== PROVIDED DATA

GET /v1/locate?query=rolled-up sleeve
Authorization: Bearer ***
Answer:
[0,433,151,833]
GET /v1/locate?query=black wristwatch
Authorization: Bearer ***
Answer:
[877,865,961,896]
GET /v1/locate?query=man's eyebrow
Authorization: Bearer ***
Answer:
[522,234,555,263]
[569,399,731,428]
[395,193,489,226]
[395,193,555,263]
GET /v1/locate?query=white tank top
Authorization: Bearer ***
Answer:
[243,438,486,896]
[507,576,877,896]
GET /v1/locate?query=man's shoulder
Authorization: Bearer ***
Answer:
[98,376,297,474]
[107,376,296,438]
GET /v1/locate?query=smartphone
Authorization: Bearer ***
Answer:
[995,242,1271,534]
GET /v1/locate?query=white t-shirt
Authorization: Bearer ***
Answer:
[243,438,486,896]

====

• **GIVEN REQUEST**
Reproduce all the records above, replacing "locate" with "detect" wherever it appears and leaving everything else unchanged.

• **FINISHED TASK**
GET /v1/detect?query=rolled-up sleeve
Authorization: Bearer ***
Answer:
[0,433,151,833]
GET /v1/detect?query=black wristwatch
Authorization: Bearer ***
Answer:
[877,865,961,896]
GET /v1/detect?query=man's eyebrow
Authorization: Bearer ***
Answer:
[522,234,555,263]
[569,399,731,428]
[395,193,489,226]
[395,193,555,263]
GET /v1/detect?query=white tank top
Authorization: Bearer ***
Answer:
[243,438,486,896]
[507,576,877,896]
GET /v1/detect?query=man's shoulder
Authorization: Bearer ***
Answer:
[98,376,297,474]
[107,376,296,438]
GET /v1/detect?query=smartphone
Authorization: Bearer ***
Answer:
[995,242,1271,534]
GET /v1/detect?query=white t-shirt
Authorization: Bearer ***
Answer:
[243,438,486,896]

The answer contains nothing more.